Objective: Rewrite the lines between the one containing "sticker you see." and the one containing "737;600;776;624", inclusive, as a numbered list, leaving out any blank lines.

Input data:
>>>

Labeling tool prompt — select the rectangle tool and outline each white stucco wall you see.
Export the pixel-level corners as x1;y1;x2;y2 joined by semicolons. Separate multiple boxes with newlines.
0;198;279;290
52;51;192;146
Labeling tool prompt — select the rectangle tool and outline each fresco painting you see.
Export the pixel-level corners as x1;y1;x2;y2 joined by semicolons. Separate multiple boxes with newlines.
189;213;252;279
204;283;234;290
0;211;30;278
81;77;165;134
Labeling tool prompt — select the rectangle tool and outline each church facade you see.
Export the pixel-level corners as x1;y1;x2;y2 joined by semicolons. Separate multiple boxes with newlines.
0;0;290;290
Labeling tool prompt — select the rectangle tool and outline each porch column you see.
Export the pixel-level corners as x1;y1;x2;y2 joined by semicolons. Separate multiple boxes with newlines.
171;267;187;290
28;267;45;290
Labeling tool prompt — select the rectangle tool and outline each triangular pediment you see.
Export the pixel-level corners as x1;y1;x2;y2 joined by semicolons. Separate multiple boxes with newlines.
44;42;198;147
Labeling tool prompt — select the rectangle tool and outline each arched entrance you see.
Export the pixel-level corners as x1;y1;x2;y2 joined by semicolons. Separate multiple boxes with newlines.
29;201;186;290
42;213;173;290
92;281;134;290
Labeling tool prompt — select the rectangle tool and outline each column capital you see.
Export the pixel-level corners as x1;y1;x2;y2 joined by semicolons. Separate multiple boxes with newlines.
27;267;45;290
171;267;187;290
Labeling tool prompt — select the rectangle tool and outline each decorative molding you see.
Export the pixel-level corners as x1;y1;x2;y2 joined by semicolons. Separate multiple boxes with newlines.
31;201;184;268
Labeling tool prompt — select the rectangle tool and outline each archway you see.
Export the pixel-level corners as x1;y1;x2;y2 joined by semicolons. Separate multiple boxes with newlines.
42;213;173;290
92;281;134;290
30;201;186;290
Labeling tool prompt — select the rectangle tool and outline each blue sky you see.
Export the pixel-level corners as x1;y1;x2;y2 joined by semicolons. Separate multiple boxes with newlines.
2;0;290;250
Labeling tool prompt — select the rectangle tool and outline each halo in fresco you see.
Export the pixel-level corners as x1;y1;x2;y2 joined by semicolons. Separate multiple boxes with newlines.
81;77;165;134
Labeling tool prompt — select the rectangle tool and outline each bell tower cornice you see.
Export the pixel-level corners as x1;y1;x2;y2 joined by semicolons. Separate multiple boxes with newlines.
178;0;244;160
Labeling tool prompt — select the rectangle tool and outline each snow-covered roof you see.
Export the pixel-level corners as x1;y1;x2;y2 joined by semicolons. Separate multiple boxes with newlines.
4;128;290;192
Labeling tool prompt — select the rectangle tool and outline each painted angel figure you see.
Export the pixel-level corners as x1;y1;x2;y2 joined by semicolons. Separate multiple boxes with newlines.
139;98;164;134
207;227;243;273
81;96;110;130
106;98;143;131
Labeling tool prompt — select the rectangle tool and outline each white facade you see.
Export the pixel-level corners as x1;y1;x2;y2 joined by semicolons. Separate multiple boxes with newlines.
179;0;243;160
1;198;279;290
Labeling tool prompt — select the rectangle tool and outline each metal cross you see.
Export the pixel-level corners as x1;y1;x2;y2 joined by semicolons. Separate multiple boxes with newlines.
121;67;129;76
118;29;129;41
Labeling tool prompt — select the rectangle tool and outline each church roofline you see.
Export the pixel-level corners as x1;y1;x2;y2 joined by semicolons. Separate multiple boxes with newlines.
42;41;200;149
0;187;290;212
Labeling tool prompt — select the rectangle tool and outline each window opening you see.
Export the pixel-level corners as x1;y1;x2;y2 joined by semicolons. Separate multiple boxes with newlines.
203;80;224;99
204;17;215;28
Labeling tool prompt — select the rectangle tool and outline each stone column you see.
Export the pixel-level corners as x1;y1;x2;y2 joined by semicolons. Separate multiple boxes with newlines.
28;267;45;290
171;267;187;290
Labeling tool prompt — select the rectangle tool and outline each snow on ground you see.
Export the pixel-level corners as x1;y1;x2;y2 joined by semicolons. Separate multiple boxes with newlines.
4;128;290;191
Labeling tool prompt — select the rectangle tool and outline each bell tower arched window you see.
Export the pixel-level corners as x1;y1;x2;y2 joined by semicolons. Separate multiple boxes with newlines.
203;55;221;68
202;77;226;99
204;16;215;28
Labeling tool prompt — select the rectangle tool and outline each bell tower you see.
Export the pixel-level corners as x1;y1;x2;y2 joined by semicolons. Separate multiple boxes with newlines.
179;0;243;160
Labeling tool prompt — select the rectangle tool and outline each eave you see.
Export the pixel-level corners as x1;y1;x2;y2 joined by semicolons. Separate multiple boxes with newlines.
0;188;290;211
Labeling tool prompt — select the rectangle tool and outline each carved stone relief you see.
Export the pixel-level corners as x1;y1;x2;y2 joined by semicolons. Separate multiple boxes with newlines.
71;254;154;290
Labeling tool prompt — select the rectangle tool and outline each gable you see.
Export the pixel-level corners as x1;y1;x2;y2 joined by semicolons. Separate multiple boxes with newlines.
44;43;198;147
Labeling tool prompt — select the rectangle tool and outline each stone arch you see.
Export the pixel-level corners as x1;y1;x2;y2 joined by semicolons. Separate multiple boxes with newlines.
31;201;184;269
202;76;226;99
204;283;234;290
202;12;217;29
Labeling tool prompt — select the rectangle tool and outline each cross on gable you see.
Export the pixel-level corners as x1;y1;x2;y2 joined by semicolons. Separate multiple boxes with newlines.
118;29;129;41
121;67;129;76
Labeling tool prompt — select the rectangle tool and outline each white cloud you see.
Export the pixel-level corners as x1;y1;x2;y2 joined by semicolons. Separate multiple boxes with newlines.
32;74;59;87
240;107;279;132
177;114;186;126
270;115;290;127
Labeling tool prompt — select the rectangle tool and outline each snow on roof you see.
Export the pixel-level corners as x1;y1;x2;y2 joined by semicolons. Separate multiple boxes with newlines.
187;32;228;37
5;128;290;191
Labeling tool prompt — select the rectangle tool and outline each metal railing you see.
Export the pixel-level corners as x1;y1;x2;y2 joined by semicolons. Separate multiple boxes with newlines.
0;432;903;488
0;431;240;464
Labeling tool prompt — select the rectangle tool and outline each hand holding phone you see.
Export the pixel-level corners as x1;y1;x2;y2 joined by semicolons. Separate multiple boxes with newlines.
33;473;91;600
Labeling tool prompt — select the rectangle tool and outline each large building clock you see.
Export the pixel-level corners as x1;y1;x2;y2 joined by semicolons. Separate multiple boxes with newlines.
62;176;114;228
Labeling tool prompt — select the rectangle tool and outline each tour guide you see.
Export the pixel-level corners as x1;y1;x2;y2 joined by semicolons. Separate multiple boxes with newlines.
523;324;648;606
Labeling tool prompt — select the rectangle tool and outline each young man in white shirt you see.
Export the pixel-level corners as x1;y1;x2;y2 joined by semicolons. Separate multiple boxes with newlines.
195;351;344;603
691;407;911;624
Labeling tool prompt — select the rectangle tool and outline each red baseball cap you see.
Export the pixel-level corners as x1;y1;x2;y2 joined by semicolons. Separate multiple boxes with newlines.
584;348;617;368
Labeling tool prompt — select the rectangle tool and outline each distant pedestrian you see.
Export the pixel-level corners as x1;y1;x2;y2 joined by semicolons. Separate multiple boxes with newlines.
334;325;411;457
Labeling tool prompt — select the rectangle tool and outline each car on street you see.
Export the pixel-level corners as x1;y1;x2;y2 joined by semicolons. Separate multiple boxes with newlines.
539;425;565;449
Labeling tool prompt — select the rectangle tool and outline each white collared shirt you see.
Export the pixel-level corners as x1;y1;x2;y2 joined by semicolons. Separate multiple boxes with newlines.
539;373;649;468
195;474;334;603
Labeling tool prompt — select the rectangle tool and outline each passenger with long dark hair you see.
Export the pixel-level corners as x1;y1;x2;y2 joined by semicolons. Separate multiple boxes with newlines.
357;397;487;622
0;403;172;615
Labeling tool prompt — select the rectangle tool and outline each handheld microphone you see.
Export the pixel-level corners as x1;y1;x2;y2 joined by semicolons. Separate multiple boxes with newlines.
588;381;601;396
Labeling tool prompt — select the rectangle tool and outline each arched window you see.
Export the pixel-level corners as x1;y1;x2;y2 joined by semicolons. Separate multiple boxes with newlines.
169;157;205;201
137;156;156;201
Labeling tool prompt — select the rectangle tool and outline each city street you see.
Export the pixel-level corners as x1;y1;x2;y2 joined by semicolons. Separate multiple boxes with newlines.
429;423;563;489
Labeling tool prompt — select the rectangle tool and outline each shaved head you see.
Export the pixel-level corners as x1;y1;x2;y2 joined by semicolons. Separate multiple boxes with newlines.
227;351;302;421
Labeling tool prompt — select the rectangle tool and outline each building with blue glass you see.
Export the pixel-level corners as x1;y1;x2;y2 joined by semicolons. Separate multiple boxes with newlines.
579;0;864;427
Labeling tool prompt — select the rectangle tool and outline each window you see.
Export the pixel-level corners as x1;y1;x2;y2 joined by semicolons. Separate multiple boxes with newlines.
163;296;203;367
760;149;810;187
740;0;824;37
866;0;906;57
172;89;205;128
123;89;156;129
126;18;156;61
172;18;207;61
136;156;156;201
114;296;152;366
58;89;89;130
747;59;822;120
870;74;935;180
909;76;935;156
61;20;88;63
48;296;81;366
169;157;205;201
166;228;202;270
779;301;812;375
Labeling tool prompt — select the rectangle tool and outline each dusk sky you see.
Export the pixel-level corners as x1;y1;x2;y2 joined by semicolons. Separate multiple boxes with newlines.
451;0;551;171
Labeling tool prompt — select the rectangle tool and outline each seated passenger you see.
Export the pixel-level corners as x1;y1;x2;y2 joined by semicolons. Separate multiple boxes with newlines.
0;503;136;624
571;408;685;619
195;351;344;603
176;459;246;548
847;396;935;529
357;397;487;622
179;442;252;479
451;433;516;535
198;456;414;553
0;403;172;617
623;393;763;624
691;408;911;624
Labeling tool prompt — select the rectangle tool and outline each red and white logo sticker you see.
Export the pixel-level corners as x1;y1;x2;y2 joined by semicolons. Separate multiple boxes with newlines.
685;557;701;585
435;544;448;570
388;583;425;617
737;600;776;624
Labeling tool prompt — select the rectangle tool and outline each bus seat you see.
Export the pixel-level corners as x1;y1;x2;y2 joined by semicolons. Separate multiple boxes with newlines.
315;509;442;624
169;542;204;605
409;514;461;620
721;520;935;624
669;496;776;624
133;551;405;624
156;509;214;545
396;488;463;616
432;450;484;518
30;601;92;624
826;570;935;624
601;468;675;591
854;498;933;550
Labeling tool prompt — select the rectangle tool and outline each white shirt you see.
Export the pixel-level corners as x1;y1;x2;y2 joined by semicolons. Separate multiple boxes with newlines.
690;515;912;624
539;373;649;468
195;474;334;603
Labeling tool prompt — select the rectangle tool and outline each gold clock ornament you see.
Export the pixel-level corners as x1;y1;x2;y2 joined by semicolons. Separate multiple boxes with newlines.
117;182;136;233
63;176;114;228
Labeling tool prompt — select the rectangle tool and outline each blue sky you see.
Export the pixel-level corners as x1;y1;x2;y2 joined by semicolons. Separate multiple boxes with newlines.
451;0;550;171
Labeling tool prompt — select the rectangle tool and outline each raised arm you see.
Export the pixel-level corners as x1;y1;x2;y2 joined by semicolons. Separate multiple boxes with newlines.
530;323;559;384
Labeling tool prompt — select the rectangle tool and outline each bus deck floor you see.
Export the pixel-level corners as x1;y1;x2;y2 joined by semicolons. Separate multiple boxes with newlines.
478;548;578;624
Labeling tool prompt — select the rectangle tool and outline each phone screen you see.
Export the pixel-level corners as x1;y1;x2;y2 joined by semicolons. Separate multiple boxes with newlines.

<<<

The completed task:
1. Labeling tool prompt — select the rectangle tool and outline each red and white logo sticker you see.
2. Export the pixel-level corners as x1;y1;x2;y2 joined by semicolons. Separate multiple boxes with newlines.
3. 685;557;701;585
4. 435;544;448;570
5. 388;583;425;617
6. 737;600;776;624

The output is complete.